Liste des activités
1) D'après le texte sur Aaron Bushnell, que répondre aux questions suivantes ?
(a) Devant quel bâtiment Bushnell s'est-il immolé ?
(b) Quels mots criait-il ?
(c) Vers quel lieu faudrait-il tourner notre regard ?
2) Dans le texte sur Aaron Bushnell, pourquoi l'auteur du texte a-t-il hésité à regarder la vidéo non censurée ?
3) Rédigez la suite du texte sur Aaron Bushnell à partir de sa dernière phrase.

── Texte à lire ──

J’ai regardé la vidéo non censurée de l’aviateur étasunien Aaron Bushnell s’immolant devant l’ambassade d’Israël à Washington en criant « Free Palestine ». J’ai hésité à la regarder parce que je savais qu’une fois que je l’aurais inscrite dans mon esprit, elle y resterait pour le reste de ma vie, mais je me suis dit que je lui devais bien ça.

J’ai l’impression d’avoir été soulevée et secouée, ce qui, je suppose, était à peu près le but recherché par Bushnell. Quelque chose pour secouer le monde et lui faire prendre conscience de la réalité de ce qui se passe. Quelque chose qui nous sorte de la stupeur du lavage de cerveau et de la distraction de la dystopie occidentale et qui tourne notre regard vers Gaza.

───
── Contenu du jeu ──

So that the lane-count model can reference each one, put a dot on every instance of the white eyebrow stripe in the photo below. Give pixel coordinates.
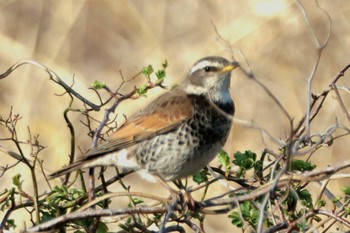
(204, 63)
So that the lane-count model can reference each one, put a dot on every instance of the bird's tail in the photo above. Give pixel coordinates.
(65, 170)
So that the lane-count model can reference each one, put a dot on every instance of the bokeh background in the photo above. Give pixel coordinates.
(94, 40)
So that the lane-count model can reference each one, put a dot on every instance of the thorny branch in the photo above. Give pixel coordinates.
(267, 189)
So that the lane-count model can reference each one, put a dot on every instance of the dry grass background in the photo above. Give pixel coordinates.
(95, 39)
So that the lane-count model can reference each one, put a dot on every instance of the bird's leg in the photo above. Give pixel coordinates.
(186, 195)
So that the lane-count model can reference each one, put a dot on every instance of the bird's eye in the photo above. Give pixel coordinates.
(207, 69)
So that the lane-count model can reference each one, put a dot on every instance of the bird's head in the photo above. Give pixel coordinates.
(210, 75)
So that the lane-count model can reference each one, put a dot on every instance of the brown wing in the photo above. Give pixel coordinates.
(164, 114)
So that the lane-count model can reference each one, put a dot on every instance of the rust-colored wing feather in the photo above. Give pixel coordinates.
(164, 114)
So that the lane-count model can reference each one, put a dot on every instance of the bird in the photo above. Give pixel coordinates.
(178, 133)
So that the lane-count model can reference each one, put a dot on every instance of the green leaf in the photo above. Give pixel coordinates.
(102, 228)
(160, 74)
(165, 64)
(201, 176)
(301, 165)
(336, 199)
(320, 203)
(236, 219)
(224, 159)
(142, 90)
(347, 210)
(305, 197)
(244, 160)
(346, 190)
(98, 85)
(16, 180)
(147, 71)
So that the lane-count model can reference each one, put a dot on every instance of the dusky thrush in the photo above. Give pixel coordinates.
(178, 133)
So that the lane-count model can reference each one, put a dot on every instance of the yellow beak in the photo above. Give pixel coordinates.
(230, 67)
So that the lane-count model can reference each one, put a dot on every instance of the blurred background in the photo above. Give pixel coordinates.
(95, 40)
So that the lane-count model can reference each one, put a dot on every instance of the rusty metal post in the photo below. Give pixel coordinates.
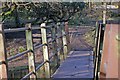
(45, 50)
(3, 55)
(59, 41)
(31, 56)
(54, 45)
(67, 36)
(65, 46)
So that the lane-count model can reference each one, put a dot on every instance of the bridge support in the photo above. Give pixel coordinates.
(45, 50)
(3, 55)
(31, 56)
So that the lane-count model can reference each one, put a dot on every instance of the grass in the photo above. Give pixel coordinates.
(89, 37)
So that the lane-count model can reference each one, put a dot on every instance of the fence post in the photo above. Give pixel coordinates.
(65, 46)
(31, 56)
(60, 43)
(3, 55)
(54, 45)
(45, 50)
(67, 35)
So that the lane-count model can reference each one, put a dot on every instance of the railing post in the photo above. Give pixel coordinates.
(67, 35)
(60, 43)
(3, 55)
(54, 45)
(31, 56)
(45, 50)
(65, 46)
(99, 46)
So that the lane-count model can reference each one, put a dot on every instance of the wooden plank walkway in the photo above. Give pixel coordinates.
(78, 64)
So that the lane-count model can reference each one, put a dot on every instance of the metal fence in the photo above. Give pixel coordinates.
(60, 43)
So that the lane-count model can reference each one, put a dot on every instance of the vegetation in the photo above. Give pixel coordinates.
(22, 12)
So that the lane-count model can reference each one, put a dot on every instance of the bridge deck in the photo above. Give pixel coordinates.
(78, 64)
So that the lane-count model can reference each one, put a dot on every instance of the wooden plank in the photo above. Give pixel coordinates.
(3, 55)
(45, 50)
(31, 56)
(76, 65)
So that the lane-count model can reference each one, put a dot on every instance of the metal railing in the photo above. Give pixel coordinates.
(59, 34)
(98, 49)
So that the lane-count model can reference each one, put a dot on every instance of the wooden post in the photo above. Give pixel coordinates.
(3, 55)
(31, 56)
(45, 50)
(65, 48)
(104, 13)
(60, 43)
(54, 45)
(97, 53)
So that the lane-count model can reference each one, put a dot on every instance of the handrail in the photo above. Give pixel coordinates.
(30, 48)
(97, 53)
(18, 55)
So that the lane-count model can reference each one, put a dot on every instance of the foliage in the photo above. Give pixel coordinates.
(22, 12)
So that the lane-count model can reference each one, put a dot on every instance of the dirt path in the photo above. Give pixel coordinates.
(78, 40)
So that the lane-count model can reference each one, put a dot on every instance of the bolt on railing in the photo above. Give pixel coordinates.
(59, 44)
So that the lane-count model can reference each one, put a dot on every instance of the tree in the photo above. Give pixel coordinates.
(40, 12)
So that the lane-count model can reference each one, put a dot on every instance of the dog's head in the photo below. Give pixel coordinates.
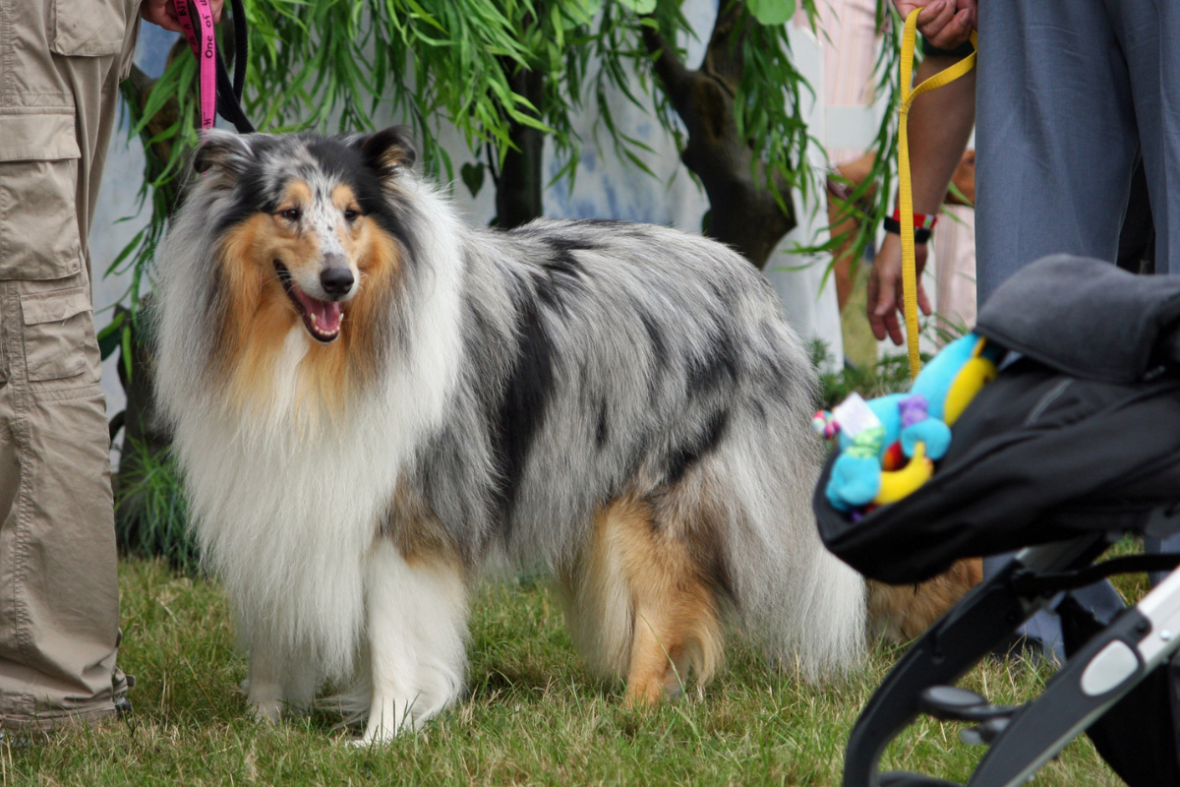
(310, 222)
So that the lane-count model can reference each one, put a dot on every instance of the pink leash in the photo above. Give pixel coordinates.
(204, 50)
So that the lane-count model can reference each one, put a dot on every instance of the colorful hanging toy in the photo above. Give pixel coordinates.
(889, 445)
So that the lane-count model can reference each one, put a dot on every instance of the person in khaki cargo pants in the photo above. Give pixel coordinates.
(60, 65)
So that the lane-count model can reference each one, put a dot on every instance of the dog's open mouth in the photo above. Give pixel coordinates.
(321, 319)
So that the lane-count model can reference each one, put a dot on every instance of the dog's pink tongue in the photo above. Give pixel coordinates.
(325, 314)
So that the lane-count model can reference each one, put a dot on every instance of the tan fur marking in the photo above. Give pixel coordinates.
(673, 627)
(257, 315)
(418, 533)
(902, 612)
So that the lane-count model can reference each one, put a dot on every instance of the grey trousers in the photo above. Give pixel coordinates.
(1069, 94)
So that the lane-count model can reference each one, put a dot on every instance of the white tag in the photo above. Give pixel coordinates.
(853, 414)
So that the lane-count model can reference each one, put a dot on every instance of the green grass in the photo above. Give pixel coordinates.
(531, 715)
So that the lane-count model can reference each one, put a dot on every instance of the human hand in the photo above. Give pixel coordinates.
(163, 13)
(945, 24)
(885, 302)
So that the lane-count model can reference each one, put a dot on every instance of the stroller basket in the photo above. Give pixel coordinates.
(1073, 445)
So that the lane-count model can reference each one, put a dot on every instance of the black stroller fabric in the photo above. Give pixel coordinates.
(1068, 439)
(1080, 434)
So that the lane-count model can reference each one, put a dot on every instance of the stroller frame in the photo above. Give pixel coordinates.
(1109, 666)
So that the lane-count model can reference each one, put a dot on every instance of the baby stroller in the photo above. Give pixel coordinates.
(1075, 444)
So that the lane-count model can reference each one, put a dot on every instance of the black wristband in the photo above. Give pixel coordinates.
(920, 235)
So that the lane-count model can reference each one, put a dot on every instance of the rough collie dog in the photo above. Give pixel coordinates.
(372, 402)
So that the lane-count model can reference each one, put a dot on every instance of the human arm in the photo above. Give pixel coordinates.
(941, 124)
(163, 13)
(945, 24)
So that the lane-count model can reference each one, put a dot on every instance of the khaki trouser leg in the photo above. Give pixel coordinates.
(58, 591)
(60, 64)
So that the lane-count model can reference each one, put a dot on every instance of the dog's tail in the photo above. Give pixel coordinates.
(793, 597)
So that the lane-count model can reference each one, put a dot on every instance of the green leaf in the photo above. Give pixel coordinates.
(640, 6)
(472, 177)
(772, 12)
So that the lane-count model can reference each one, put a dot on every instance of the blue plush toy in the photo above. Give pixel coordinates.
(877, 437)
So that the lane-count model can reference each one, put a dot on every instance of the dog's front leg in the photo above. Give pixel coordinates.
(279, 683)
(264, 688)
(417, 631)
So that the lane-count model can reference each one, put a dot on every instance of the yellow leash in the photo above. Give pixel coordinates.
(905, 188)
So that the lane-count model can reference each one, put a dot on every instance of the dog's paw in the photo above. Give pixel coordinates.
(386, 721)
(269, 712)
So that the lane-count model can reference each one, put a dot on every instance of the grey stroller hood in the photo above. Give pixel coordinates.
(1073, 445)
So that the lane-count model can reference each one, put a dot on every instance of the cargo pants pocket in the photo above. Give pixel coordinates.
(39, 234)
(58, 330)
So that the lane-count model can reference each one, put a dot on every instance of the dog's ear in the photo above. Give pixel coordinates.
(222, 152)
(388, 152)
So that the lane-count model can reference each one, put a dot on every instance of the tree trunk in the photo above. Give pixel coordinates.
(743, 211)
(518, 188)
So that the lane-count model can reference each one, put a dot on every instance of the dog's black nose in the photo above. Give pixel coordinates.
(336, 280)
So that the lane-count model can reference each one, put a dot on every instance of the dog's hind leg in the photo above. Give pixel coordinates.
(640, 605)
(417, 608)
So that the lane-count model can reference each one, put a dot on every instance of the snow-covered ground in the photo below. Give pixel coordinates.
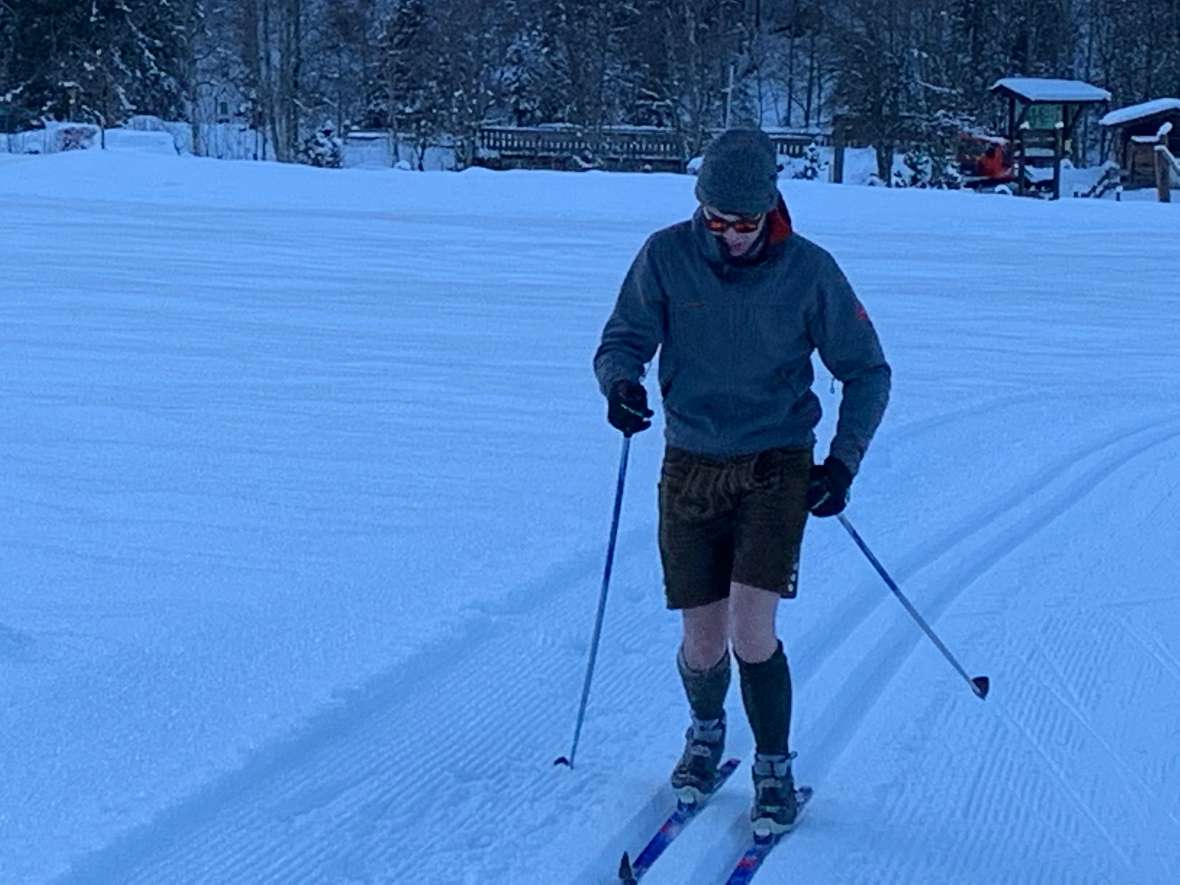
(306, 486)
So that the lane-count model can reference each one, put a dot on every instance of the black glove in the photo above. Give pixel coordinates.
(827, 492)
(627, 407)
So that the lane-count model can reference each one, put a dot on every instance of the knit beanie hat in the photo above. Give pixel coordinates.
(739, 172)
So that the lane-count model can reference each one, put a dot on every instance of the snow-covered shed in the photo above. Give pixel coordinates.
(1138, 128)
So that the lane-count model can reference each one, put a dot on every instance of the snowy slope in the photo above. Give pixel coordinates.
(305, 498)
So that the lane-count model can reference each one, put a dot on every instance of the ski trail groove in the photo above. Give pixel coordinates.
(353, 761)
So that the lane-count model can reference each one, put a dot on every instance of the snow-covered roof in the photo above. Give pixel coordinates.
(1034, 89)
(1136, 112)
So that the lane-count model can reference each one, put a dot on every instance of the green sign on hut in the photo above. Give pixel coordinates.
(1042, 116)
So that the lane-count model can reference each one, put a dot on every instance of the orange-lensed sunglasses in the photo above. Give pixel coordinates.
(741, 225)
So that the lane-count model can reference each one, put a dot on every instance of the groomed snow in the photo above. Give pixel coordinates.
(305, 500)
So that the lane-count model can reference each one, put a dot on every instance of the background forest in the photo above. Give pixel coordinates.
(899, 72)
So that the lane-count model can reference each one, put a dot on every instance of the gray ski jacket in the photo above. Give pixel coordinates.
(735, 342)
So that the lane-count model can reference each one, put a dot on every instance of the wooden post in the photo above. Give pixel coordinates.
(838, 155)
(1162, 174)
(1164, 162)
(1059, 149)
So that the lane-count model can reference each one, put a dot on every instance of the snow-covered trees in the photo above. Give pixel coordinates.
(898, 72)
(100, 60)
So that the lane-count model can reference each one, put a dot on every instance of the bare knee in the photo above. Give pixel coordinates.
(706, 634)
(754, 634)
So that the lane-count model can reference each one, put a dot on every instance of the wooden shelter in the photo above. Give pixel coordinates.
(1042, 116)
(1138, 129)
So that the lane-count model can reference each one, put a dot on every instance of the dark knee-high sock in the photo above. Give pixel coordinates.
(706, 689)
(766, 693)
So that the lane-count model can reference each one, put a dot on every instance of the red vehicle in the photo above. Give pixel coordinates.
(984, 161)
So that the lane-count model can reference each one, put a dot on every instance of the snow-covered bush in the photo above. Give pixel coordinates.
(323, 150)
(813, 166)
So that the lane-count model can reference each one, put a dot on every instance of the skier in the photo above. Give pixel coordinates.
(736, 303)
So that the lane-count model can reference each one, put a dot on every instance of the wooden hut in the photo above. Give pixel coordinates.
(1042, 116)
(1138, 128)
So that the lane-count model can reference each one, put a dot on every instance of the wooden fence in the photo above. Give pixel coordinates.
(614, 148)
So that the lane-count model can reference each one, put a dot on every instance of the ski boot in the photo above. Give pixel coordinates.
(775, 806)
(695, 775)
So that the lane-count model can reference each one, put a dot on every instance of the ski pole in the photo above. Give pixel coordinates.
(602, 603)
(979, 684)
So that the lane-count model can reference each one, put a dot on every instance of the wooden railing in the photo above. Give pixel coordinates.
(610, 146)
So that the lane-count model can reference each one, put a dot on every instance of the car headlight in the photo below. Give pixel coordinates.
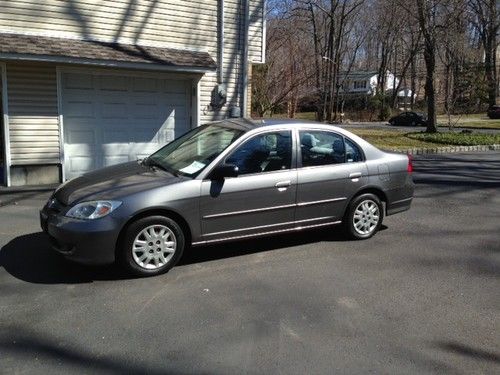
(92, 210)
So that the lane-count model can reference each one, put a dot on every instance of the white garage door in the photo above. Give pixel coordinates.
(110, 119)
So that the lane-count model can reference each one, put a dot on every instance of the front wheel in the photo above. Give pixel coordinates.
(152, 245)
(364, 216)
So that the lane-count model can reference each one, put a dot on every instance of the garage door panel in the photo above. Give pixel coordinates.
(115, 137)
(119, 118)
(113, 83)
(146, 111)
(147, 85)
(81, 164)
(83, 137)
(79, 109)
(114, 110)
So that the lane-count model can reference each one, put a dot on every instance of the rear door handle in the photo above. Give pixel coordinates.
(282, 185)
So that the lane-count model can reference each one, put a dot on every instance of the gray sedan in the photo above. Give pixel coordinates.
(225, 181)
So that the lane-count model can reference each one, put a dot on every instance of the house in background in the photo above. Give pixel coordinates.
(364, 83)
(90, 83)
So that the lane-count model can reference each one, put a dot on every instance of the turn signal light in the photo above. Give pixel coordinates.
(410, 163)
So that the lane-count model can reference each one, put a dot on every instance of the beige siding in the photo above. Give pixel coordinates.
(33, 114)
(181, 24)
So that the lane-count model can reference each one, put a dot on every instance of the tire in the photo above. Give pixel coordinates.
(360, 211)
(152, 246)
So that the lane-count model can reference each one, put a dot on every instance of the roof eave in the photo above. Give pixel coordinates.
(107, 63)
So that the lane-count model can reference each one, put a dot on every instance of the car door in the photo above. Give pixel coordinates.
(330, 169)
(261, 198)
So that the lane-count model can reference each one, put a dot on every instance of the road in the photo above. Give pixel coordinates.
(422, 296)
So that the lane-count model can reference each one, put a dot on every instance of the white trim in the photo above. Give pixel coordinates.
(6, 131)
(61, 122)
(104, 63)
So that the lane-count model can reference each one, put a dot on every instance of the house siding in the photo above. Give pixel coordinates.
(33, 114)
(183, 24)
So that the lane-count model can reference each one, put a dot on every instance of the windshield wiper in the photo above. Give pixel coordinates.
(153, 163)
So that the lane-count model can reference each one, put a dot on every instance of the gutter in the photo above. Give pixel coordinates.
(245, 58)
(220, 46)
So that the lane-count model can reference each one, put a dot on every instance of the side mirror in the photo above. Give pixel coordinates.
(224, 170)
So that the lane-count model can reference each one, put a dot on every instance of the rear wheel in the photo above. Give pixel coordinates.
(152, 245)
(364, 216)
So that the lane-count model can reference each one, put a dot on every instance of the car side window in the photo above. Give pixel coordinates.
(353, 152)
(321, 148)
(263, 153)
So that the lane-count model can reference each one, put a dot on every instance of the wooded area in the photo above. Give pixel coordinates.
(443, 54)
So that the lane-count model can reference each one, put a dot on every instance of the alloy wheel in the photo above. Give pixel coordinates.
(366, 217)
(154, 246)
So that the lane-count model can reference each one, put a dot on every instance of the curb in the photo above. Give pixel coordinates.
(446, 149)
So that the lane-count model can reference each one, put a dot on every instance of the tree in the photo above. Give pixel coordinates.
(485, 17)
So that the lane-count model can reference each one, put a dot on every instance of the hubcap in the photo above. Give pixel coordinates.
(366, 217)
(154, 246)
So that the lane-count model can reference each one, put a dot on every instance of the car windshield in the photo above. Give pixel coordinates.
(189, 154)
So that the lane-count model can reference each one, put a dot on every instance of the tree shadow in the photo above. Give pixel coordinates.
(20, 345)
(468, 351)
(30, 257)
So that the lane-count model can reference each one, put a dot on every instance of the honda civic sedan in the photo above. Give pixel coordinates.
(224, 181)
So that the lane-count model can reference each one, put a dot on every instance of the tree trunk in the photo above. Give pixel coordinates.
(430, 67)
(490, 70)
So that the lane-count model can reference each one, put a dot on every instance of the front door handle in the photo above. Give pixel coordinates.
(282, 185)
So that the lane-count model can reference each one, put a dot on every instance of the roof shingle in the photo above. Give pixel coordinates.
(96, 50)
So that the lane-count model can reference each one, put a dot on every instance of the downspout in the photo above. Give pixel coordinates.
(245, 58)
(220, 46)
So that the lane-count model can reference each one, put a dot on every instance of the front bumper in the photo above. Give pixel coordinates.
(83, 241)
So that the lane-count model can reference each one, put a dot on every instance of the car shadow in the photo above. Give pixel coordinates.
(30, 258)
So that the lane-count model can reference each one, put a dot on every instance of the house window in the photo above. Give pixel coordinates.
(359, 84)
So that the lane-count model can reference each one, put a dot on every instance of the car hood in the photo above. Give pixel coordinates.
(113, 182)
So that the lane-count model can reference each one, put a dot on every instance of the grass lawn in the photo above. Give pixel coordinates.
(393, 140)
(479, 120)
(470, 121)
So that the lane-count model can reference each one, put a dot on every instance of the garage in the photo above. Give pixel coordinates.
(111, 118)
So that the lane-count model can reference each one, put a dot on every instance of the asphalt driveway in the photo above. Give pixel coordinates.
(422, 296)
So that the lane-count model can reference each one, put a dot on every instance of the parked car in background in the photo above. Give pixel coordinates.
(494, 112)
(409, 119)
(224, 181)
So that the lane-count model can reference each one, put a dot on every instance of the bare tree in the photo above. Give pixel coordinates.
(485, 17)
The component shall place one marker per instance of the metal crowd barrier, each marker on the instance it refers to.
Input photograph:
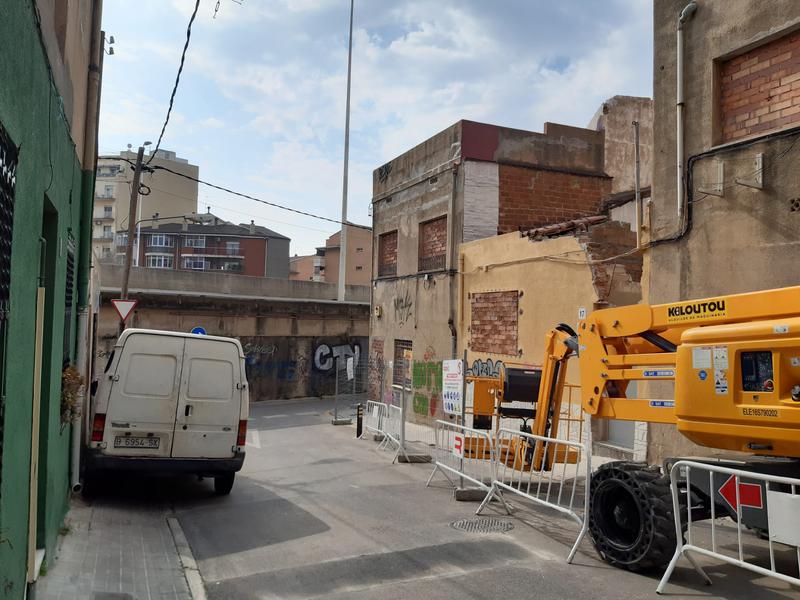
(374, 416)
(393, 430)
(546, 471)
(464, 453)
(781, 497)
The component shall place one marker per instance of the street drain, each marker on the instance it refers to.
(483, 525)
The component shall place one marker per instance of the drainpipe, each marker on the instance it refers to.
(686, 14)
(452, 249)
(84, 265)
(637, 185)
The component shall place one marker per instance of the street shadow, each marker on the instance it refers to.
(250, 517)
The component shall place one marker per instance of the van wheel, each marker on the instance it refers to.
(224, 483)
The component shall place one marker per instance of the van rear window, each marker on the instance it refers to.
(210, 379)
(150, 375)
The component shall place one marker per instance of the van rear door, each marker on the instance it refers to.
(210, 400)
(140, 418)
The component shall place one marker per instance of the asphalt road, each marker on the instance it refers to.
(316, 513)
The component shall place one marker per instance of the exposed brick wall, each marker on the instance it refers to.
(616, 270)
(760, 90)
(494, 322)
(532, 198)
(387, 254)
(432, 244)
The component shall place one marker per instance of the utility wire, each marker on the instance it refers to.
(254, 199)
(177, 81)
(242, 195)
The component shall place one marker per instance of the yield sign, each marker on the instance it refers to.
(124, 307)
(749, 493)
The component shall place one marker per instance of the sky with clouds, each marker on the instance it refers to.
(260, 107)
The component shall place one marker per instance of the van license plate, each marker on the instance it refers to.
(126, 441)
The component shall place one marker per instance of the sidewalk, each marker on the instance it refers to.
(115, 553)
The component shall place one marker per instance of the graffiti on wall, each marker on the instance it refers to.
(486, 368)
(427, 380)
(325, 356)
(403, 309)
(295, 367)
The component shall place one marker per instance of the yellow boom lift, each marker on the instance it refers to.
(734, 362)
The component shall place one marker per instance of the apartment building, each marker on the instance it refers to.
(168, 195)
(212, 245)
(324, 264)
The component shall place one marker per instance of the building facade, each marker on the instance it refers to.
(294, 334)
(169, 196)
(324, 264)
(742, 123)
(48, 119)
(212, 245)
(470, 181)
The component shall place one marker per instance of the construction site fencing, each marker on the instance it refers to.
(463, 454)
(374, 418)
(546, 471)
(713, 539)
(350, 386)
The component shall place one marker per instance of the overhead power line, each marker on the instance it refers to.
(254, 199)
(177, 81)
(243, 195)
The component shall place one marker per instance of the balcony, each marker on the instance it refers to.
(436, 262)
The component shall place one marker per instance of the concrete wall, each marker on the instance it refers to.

───

Réponses numérotées
1)
(a) Devant l'ambassade d'Israël à Washington.
(b) « Free Palestine ».
(c) Vers Gaza.

2) Une fois la vidéo inscrite dans son esprit, elle y resterait pour le reste de sa vie.

3)
Les sons restent plus longtemps en mémoire que les images. Le son de sa voix douce et juvénile, semblable à celle de Michael Cera, alors qu’il se dirigeait vers l’ambassade. Le son du conteneur métallique rond dans lequel il a stocké le produit accélérant, qui s’amplifie au fur et à mesure qu’il roule vers la caméra. Le son de Bushnell disant « Free Palestine », puis le criant, puis passant à des cris sans paroles lorsque la douleur devient trop écrasante, puis forçant un dernier « Free Palestine » avant de perdre ses mots pour de bon. Le son du policier qui lui hurle de se mettre à terre, encore et encore. Le son d’un secouriste disant aux policiers d’arrêter de pointer leurs armes sur le corps en feu de Bushnell et d’aller chercher des extincteurs.

Bushnell a été transporté à l’hôpital, où la journaliste indépendante Talia Jane rapporte qu’il est décédé. C’est la mort la plus horrible qu’un être humain puisse connaître, et elle a été planifiée pour l’être.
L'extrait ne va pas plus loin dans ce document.